▶ _TASK OBJECTIVE_
What you return must be the lines from the first one below through the one containing "positive clicks: (948, 256)", exactly and with pictures excluded.
■ ■ ■ ■
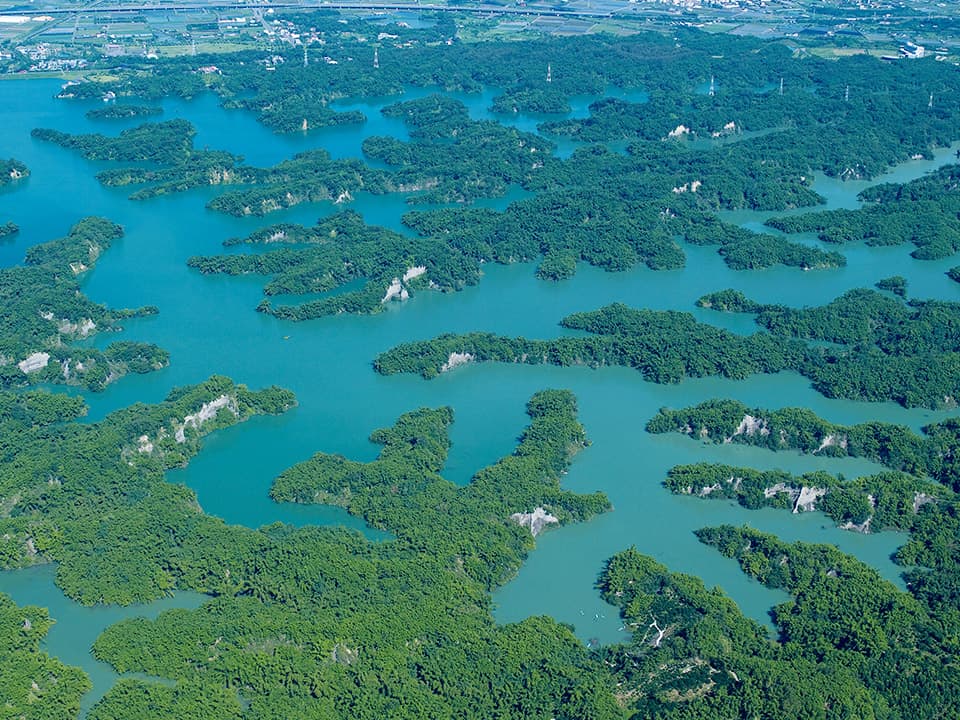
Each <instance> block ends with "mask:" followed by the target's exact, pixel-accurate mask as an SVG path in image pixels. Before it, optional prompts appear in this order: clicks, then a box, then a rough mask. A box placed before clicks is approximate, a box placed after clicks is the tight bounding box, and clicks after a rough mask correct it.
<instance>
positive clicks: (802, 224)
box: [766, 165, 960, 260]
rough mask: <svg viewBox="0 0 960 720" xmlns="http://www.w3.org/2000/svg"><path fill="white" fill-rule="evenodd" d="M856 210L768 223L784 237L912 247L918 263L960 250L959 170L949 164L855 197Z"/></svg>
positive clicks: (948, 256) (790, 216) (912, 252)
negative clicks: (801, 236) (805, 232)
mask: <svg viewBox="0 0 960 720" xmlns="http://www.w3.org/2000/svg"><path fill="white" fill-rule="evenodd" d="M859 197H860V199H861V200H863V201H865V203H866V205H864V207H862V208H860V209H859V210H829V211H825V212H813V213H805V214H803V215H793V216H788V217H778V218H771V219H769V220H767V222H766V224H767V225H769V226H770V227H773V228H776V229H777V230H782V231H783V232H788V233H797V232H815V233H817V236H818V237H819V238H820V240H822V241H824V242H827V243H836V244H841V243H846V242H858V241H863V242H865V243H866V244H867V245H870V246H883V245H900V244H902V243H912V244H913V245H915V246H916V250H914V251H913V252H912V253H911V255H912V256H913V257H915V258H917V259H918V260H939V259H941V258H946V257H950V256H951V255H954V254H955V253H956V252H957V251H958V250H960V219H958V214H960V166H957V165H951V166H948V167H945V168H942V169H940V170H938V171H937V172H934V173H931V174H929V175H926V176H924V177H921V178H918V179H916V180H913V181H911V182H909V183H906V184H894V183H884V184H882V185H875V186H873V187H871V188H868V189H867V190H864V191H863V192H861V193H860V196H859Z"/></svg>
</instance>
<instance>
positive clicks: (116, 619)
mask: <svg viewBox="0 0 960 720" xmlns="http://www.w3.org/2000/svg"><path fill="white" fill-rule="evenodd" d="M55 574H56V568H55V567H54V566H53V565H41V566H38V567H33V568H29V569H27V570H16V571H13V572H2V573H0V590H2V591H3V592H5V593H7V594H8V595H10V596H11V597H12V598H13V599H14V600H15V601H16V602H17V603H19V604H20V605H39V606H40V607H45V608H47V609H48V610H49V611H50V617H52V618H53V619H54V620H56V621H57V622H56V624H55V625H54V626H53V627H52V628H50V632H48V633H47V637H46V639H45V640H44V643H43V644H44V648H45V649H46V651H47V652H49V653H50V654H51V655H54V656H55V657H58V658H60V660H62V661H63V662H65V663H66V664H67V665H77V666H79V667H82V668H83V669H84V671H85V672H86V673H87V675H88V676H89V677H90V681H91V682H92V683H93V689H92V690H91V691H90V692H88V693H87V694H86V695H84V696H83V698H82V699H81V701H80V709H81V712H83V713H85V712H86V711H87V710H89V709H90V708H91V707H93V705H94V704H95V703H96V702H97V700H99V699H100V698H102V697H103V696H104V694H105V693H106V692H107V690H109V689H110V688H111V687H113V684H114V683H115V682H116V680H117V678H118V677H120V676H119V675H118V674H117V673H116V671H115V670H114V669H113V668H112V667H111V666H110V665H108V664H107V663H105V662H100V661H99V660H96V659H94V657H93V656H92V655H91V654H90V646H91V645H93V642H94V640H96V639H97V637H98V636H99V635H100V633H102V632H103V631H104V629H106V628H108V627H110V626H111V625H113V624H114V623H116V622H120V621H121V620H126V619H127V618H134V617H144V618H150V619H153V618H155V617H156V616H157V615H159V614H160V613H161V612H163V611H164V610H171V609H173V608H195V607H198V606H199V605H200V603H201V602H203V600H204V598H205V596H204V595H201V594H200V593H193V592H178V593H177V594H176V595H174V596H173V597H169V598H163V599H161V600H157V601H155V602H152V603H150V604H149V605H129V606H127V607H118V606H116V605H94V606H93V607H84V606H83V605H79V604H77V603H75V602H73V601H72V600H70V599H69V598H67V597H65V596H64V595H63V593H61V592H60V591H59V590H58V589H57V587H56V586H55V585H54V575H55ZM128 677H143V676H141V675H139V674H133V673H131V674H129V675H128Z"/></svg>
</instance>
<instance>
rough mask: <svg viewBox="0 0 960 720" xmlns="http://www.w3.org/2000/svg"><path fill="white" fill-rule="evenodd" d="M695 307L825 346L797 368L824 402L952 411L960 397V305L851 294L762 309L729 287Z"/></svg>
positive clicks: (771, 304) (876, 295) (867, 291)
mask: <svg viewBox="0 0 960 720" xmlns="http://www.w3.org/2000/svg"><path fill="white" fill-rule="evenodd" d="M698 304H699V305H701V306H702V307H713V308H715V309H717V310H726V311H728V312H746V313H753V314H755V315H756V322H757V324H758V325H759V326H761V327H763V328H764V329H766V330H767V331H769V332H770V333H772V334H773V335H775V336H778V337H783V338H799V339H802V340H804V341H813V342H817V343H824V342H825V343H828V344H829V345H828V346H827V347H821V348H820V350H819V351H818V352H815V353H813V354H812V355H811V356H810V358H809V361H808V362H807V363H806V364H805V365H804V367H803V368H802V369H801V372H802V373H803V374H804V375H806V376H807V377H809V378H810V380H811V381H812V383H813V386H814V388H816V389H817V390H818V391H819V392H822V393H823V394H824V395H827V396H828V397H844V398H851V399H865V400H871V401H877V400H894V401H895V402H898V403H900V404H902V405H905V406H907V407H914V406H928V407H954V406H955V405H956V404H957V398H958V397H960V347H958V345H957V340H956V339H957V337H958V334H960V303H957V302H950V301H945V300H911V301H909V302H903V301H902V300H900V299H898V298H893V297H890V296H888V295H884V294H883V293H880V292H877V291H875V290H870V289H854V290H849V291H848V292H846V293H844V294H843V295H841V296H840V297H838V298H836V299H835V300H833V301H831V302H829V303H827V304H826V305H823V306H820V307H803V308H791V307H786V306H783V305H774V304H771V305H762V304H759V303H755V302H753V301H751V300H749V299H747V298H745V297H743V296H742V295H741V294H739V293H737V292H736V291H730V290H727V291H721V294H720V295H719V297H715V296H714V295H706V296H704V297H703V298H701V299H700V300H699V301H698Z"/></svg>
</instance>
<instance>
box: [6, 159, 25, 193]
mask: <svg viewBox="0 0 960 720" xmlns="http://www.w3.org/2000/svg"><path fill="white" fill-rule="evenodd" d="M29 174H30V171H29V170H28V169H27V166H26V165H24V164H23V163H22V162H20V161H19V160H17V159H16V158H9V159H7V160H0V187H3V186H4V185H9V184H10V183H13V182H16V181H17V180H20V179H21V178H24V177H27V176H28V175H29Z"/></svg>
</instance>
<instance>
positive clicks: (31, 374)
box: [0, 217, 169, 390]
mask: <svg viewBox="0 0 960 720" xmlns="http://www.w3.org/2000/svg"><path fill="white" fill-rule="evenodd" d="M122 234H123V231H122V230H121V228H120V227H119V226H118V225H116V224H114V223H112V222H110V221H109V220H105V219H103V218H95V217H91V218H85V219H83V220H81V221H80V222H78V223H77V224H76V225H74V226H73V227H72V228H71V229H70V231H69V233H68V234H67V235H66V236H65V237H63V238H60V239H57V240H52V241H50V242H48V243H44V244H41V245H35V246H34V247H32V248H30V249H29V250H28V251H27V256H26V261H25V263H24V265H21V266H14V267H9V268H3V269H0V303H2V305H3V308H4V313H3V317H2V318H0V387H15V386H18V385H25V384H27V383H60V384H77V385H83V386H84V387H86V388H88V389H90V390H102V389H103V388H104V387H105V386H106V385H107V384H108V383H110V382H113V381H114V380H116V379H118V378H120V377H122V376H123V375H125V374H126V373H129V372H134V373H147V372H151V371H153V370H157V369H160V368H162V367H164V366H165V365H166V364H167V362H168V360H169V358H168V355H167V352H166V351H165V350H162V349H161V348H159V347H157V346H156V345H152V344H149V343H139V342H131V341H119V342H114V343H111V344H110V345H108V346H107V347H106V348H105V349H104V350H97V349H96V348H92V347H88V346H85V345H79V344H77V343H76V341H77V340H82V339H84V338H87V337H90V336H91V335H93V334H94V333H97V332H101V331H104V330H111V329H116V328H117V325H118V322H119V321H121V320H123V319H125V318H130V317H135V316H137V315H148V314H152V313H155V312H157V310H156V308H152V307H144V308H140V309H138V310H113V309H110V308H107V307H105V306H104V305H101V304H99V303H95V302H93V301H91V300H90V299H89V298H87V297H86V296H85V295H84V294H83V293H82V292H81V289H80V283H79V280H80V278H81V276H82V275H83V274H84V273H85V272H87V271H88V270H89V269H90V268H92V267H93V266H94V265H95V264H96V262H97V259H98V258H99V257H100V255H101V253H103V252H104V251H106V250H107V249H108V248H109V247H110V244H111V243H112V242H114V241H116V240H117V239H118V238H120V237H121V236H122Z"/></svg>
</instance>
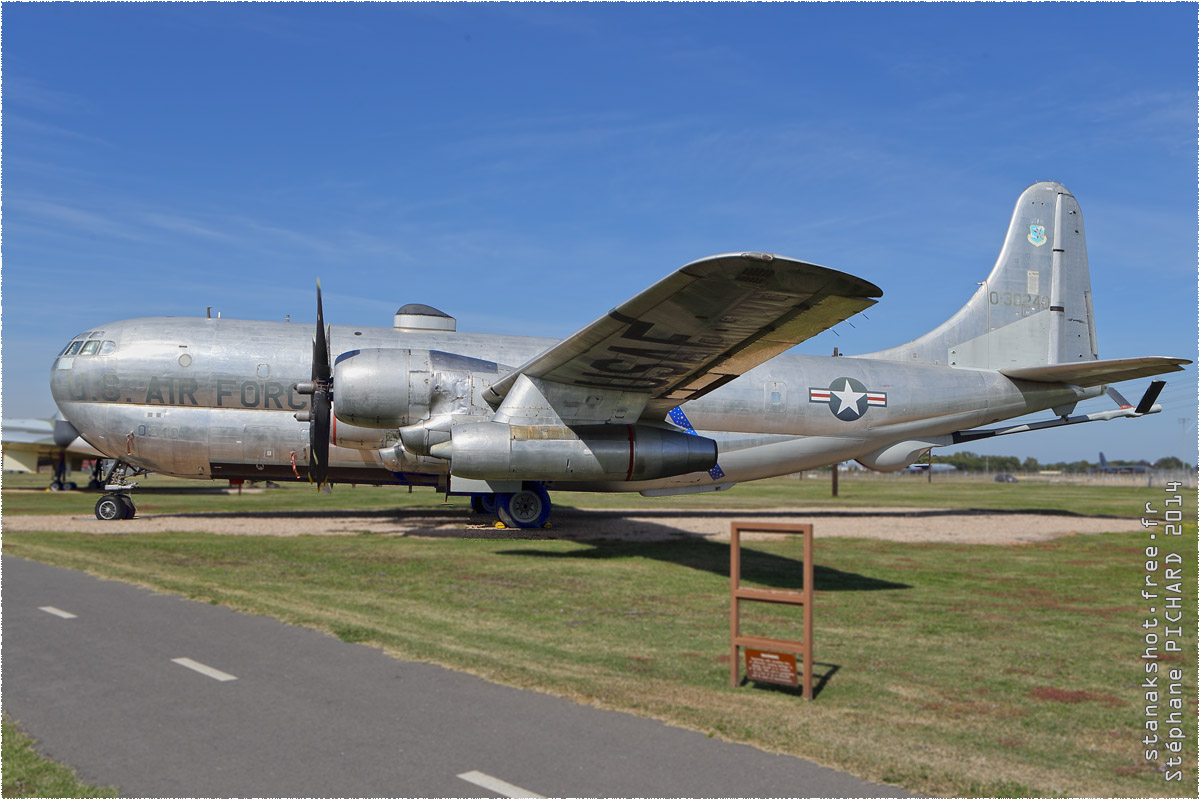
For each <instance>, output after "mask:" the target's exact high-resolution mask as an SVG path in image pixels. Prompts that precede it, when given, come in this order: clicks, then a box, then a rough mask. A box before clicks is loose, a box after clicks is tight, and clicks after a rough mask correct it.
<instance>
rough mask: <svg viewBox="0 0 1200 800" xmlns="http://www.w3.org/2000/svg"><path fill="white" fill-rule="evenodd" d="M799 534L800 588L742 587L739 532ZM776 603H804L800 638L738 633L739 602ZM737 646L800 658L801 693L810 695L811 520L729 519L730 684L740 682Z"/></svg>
■ ■ ■ ■
▶ _WORKED SOLUTION_
Each <instance> block ends with "mask:" followed by the target's exact, pixel-accurate mask as an SVG path in image pixels. Before it, optional prompts appear in this order: clicks, then a box, then a rough mask. A box placed before clicks is approximate, a box placed after clicks is the tight bounding box, and clicks after a rough mask correct it.
<instance>
positive clicks: (802, 224)
box: [766, 165, 960, 260]
rough mask: <svg viewBox="0 0 960 720" xmlns="http://www.w3.org/2000/svg"><path fill="white" fill-rule="evenodd" d="M856 210L768 223L784 237L912 247L918 263L960 250L959 170L949 164L855 197Z"/></svg>
positive clicks: (948, 256) (790, 216) (912, 252)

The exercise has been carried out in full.